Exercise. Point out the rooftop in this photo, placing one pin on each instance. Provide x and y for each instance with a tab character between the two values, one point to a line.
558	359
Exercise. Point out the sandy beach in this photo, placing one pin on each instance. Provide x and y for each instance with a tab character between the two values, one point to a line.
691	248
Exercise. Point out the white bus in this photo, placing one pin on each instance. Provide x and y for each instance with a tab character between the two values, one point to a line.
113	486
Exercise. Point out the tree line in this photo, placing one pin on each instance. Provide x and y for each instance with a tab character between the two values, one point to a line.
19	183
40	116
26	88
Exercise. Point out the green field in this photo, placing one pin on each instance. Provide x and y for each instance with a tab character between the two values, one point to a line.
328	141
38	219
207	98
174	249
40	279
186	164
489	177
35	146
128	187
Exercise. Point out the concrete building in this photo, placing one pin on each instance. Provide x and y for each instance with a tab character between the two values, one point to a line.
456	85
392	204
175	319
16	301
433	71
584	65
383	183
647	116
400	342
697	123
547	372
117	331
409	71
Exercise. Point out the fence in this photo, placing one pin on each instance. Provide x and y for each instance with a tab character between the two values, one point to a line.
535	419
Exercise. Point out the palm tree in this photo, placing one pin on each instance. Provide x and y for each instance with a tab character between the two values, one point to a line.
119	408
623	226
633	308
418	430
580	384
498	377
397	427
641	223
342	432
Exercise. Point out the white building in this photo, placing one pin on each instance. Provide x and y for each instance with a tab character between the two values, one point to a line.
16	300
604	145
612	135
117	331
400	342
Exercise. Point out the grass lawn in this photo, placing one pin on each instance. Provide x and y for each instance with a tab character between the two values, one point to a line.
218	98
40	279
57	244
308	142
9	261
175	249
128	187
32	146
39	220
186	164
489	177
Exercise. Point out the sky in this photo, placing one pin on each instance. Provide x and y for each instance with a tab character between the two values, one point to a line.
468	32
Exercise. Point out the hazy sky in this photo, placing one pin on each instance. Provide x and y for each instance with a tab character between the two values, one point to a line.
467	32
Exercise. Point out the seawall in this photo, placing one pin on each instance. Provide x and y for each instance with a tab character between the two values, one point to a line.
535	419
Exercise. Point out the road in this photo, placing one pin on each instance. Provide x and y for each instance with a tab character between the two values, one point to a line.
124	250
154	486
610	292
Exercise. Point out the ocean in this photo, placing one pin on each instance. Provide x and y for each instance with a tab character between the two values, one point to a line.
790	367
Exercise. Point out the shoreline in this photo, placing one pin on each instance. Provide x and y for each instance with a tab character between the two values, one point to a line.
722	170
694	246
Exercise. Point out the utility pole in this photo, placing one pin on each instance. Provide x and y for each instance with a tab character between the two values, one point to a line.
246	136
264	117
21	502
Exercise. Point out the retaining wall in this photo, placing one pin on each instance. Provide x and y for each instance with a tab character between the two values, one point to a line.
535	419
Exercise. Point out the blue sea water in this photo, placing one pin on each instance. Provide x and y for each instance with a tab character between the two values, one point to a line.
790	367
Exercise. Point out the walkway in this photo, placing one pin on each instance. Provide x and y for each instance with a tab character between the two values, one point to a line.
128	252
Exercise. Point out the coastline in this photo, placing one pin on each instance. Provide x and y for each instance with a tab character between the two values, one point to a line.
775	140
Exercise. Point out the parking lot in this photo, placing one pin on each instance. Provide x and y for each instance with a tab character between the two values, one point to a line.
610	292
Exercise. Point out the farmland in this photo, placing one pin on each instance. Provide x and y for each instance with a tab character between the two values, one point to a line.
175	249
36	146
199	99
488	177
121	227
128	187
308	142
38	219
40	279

..........

Copy the lines above again, putting "marker" in place of each "pin" and leaving everything else the same.

Response to this exercise:
Exercise. Point out the rooftop in this photo, placing one marker on each instance. Provide x and y for each instance with a tab character between the two values, one point to a line.
558	359
Exercise. Point out the sandy beach in this photo, placing one marker on each instance. Provide x and y for each instance with a tab character between the two values, one point to a line.
691	248
Exercise. Point out the white bus in this photo, placing one marker on each instance. Provide x and y for each instance with a tab character between the two values, one point to a line.
113	486
Exercise. Point out the tree line in this photo, placing one marker on each instance. Provide x and y for each instance with a tab character between the two values, one point to a line.
19	183
40	116
26	88
Exercise. Point out the green field in this photo, placing one marker on each instance. Provide x and y for each instance with a tab character between the two values, one point to a line.
328	141
38	219
207	98
174	249
40	279
186	164
489	177
35	146
128	187
Exercise. Point out the concrete building in this photo, placing one marker on each instance. Provide x and y for each instance with a tab character between the two values, one point to a line.
456	85
392	204
175	319
16	301
433	71
584	65
383	183
647	116
400	342
697	123
547	372
117	331
409	71
Exercise. Point out the fence in this photo, placing one marker on each instance. Provide x and y for each instance with a tab character between the two values, one point to a line.
535	419
Exercise. Point out the palm tree in this photo, placing one marker on each instance. Provide x and y for each instance with a tab character between the two values, one point to a line.
119	408
623	226
633	308
418	430
580	384
498	377
397	427
641	223
342	432
Exercise. Point out the white building in this photo, placing one marker on each instance. Provide x and y for each instance with a tab character between the two values, one point to a line.
16	300
604	145
612	135
117	331
400	342
Exercise. Point out the grass lawn in this photo, placing one marker on each instance. Provide x and y for each instance with a tab character between the two values, one point to a line.
218	98
40	279
57	244
308	142
9	261
175	249
128	187
32	146
39	220
186	164
489	177
Exercise. Point out the sky in this photo, placing one marker on each instance. Provide x and y for each instance with a tab character between the two values, one point to a line.
468	32
Exercise. Point out the hazy sky in this photo, placing one marker on each instance. Provide x and y for each instance with a tab character between the two values, one point to a line.
467	32
Exercise. Point out the seawall in this photo, placing one marker on each instance. Provide x and y for each instance with a tab character between the two values, one point to a line.
535	419
Exercise. Point out the road in this photo, placing one marker on each instance. Provide x and y for each instance with a tab character between the two values, one point to a line.
124	250
154	486
610	292
Exercise. Point out the ocean in this photo, placing one marker on each instance. Provide x and y for each instance with a tab character between the two values, one point to a line.
790	367
Exercise. Point out the shoreline in this photo, placing one marker on each instance. Provide x and y for each instance with a tab character between the two values, one point to a line.
722	170
694	246
Exercise. Point out the utility pole in this photo, placing one marker on each instance. Provide x and y for each instance with a tab character between the two values, one point to a line.
246	136
264	117
21	502
Exercise. Point out the retaining wall in this photo, placing one marker on each instance. Provide x and y for each instance with a tab character between the two values, one point to a line.
535	419
Exercise. Point out the blue sea water in this photo, placing one marker on each instance. Provide x and y for each instance with a tab character between the two values, one point to a line.
790	367
Exercise. Point out the walkway in this photo, placing one marker on each instance. Provide x and y for each instance with a tab character between the two values, one point to a line.
128	252
Exercise. Point out the coastline in this photo, placing one marker on each instance. Provide x and y for each instance with a tab character between the two values, one point to a line.
775	140
Exercise. Point out the parking lot in this photo, placing one marker on each instance. Provide x and y for each instance with a tab character between the two values, one point to a line.
610	292
Exercise. Point out the farmland in this photo, placing one marker on each instance. Provide x and y for each instance with a tab character between the two values, one point to a line.
175	249
36	146
199	99
488	177
121	227
128	187
308	142
38	219
40	279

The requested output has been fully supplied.